Он слушал меня с интересом, почти так, будто все это не имеет к нему никакого отношения, и тогда я высказал все. Например, рисование – это то, чем он реально мог заниматься, ведь даже его учителя это признавали. А что, если поискать работу в какой-нибудь газете или в издательстве? Наверное, он смог бы иллюстрировать книги или делать рисунки для газет. Он уклончиво ответил, что он рад тому, что я приписываю ему такое умение, но газетные иллюстрации лучше всего оставить для фотографов, так как даже самый лучший художник не может быть так быстр, как фотограф.
Тогда как насчет работы театрального критика? – продолжал я. Это была та работа, которую он на самом деле выполнял, потому что после каждого посещения театра приходил к нам домой с очень суровой и радикальной, но все же интересной и всесторонней точкой зрения. Почему я должен оставаться единственным жителем Вены, который выслушивает его мнения? Он должен постараться связаться с какой-нибудь влиятельной газетой, но ему придется позаботиться о том, чтобы не быть слишком предвзятым. Он хотел знать, что я под этим имею в виду. Я ответил, что итальянские, русские и французские оперы тоже имеют свое право на существование. Следует принимать и зарубежных композиторов, ведь искусство не имеет национальных границ. Мы начали горячо спорить, так как всякий раз, когда музыка становилась темой для обсуждения, я стоял на своем, ведь я говорил не только за себя, а ощущал себя представителем института, студентом которого я был.

==========

ЗАДАНИЯ
A. Перепишите дословно фрагмент отрывка от слов «Он слушал меня» до слов «быстр, как фотограф.» включительно.
B. Как мог бы продолжаться отрывок о разговоре про рисование и театральную критику после его последнего предложения? Допишите следующую часть.

ДАННЫЕ
==========

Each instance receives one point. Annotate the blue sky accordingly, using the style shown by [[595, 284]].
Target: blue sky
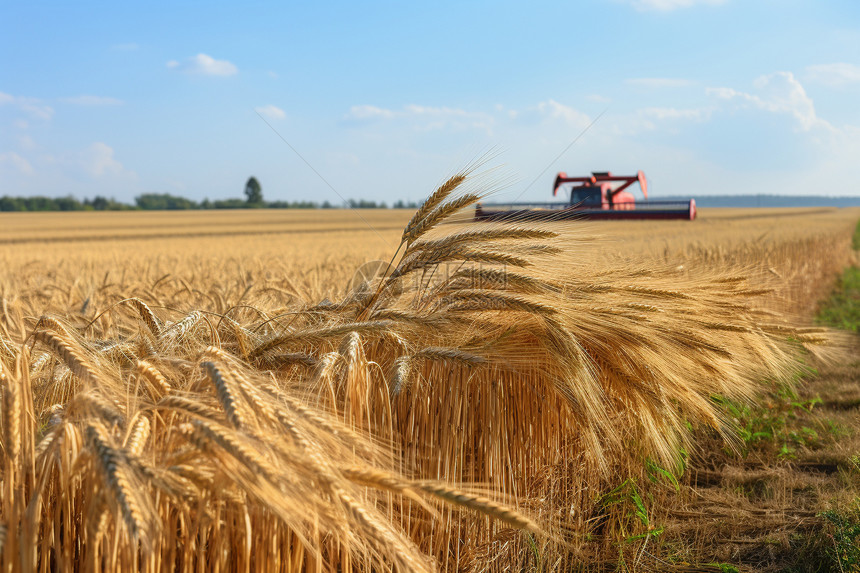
[[386, 99]]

==========

ОТВЕТЫ
A.
Он слушал меня с интересом, почти так, будто все это не имеет к нему никакого отношения, и тогда я высказал все. Например, рисование – это то, чем он реально мог заниматься, ведь даже его учителя это признавали. А что, если поискать работу в какой-нибудь газете или в издательстве? Наверное, он смог бы иллюстрировать книги или делать рисунки для газет. Он уклончиво ответил, что он рад тому, что я приписываю ему такое умение, но газетные иллюстрации лучше всего оставить для фотографов, так как даже самый лучший художник не может быть так быстр, как фотограф.

B.
И хотя я полностью разделял восторг Адольфа перед Рихардом Вагнером, тем не менее не мог заставить себя отвергать всех остальных. Но Адольф был бескомпромиссен. Я до сих пор прекрасно помню, что, разволновавшись, бросил Адольфу слова финального хора из Девятой симфонии Бетховена: «Seid umschlungen, Millionen, diesen Kuss der ganzen Welt» («Сплетитесь, миллионы, в этом всемирном объятии»). Произведение мастера должно принадлежать всему миру. Так что, заметил Адольф, здесь есть проблема еще до того, как он начнет работать театральным критиком, и этот план был тоже похоронен.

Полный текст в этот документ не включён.